Description of the task:
Please copy each line of the listing below in which the word "corner" appears.

Data records:
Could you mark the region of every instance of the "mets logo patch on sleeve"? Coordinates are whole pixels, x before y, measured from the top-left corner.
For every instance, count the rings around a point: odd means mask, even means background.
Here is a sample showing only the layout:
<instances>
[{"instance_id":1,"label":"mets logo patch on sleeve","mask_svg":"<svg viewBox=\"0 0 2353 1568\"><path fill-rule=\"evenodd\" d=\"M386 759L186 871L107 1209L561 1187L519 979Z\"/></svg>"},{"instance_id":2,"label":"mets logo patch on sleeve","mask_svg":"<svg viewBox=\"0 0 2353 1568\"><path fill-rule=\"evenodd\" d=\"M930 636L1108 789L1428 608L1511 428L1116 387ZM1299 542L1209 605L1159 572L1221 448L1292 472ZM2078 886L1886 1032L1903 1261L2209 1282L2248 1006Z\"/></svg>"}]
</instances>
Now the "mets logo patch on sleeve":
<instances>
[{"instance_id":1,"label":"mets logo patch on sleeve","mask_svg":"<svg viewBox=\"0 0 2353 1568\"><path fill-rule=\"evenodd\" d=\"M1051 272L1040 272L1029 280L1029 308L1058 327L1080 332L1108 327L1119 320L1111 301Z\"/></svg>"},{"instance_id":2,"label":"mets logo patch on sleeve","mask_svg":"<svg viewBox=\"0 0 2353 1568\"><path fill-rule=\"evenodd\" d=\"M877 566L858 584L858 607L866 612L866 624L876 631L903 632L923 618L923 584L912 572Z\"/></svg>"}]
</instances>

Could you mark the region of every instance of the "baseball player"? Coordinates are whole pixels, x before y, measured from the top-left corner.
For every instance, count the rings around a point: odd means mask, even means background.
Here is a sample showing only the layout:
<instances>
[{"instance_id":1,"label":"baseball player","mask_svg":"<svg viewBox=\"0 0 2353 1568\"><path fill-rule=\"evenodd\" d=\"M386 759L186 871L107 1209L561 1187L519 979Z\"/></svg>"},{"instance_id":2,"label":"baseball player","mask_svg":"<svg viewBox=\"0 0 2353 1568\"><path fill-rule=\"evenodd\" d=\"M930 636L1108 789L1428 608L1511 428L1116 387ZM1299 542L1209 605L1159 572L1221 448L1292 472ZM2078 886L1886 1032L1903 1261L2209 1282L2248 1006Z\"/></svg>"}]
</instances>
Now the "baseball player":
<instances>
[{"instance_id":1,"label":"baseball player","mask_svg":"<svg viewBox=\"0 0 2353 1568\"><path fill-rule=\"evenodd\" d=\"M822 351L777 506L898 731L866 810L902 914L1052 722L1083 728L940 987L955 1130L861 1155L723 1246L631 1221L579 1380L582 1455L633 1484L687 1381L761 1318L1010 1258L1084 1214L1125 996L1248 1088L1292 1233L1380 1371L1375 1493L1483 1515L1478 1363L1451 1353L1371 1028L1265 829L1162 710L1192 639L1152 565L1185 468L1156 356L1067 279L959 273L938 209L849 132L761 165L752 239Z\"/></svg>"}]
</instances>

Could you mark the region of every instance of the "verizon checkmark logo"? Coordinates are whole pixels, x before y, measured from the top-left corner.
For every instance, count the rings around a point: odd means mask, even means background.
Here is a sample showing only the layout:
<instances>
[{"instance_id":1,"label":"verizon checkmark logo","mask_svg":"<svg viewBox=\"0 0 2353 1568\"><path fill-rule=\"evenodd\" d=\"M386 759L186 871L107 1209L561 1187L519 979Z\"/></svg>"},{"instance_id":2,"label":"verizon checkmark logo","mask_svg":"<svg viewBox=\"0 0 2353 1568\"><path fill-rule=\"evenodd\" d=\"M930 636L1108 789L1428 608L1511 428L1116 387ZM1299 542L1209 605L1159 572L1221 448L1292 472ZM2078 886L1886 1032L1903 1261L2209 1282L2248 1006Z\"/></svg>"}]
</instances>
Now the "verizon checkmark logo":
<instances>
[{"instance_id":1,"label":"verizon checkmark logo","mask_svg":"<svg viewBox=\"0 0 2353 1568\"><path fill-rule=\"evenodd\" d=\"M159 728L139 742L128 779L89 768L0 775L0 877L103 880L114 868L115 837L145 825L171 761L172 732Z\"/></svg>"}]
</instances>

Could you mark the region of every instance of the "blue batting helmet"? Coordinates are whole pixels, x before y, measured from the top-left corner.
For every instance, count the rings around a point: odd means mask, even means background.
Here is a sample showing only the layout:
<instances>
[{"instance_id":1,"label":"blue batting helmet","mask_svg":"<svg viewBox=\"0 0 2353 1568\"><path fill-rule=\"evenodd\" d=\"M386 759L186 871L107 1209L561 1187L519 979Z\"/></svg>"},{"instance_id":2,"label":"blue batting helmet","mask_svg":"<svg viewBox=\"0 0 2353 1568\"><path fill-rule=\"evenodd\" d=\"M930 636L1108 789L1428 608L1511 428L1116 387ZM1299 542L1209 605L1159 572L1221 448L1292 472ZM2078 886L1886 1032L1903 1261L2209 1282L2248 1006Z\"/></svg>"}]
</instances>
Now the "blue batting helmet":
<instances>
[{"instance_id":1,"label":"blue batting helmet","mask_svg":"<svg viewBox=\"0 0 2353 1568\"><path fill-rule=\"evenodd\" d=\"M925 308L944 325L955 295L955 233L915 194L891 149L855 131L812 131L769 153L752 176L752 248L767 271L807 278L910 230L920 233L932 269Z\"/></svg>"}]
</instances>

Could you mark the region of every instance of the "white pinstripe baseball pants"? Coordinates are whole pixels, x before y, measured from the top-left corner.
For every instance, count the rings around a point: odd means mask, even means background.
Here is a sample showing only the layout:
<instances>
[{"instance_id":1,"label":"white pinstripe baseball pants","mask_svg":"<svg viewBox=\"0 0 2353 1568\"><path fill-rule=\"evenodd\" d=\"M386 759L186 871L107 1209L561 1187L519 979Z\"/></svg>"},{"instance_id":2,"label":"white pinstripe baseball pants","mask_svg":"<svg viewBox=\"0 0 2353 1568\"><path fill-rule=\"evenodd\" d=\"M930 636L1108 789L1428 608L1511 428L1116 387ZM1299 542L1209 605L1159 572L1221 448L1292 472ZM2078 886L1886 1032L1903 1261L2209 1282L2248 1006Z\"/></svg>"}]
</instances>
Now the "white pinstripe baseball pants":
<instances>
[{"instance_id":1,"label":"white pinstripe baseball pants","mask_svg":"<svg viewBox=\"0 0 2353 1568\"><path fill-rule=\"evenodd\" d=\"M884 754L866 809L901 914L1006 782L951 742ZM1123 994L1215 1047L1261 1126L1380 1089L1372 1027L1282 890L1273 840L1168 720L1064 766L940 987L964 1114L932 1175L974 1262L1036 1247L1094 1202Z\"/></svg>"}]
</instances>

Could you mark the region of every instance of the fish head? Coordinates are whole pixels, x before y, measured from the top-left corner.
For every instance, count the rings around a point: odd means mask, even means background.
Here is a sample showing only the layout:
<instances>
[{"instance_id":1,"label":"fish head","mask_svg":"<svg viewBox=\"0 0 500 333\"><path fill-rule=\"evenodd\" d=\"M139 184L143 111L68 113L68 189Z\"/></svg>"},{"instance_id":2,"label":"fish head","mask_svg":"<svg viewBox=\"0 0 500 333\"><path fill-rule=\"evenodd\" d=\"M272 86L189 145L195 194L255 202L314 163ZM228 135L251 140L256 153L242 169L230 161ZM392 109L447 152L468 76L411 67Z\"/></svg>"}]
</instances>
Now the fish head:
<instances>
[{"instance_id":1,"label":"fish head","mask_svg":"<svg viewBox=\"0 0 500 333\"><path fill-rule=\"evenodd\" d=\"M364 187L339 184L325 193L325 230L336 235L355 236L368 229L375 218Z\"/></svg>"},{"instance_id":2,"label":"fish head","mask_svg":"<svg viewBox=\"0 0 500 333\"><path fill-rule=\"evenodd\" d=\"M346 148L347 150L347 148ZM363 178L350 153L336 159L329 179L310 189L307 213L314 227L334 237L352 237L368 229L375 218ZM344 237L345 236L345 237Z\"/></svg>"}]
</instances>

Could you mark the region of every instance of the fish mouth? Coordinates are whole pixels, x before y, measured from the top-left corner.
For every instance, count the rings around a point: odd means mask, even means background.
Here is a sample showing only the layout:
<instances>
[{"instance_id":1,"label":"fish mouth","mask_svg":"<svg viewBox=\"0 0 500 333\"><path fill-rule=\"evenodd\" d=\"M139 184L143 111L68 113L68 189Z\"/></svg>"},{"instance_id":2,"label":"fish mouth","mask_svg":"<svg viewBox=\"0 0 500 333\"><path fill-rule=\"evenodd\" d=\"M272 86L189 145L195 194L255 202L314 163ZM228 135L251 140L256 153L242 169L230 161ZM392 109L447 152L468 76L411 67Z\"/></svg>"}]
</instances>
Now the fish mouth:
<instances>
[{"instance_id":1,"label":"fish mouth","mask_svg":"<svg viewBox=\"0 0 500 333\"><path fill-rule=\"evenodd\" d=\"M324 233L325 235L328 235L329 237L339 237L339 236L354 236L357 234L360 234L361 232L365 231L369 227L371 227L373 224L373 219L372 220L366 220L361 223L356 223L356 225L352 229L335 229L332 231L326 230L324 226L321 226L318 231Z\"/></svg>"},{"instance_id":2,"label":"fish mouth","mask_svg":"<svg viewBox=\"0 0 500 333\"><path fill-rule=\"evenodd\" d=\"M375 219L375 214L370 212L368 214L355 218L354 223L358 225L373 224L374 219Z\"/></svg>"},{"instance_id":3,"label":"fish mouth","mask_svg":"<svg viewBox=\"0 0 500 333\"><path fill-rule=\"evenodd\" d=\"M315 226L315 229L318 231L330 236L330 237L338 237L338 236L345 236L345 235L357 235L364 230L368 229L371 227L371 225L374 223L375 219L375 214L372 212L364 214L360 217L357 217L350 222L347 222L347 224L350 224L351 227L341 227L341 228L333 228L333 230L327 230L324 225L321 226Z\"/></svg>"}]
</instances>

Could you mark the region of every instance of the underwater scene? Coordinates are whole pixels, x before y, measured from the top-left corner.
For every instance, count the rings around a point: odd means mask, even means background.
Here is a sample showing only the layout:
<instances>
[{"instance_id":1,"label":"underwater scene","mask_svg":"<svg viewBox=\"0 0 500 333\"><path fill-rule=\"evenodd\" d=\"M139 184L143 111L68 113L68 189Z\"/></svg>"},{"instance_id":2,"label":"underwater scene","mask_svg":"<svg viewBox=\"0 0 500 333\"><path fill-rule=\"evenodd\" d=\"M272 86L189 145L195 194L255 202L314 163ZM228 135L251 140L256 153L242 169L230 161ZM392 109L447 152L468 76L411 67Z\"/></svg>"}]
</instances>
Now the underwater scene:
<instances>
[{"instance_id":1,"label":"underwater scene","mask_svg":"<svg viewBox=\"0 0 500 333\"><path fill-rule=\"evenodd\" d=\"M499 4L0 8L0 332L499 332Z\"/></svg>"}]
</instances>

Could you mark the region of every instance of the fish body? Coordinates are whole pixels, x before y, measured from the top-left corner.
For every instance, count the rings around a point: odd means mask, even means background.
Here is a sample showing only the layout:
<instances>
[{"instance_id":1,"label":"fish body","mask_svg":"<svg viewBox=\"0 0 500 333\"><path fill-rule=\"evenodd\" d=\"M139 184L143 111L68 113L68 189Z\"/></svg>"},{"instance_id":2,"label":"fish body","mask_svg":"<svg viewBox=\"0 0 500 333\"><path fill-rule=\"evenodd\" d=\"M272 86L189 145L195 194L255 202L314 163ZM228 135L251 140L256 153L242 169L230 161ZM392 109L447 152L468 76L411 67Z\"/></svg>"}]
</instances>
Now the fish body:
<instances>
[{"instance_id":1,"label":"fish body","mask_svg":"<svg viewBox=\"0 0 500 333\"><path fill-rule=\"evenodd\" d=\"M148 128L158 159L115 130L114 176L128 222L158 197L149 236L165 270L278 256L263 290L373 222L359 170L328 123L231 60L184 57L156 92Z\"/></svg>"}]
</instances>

Task result:
Could you mark the region of every instance of the "mets logo patch on sleeve"? Coordinates are whole pixels, x before y, measured from the top-left corner.
Could you mark the region of every instance of the "baseball player"? Coordinates are whole pixels, x before y, measured from the top-left corner.
Could you mark the region of every instance of the "verizon checkmark logo"? Coordinates are whole pixels, x before y, measured from the top-left corner.
Could you mark the region of every instance of the "blue batting helmet"? Coordinates are whole pixels, x before y, measured from the top-left corner.
Could you mark the region of every instance of the "white pinstripe baseball pants"? Coordinates are whole pixels, x before y, measured from the top-left corner.
Could you mark the region of every instance of the fish head? Coordinates are whole pixels, x before y, measured from the top-left corner.
Could you mark the region of every instance of the fish mouth? Coordinates are whole pixels, x before y, measured from the top-left corner.
Could you mark the region of every instance of the underwater scene? Coordinates are whole pixels, x before y, measured from the top-left corner.
Could you mark the region of every instance of the fish body? Coordinates are whole pixels, x before y, measured from the top-left corner.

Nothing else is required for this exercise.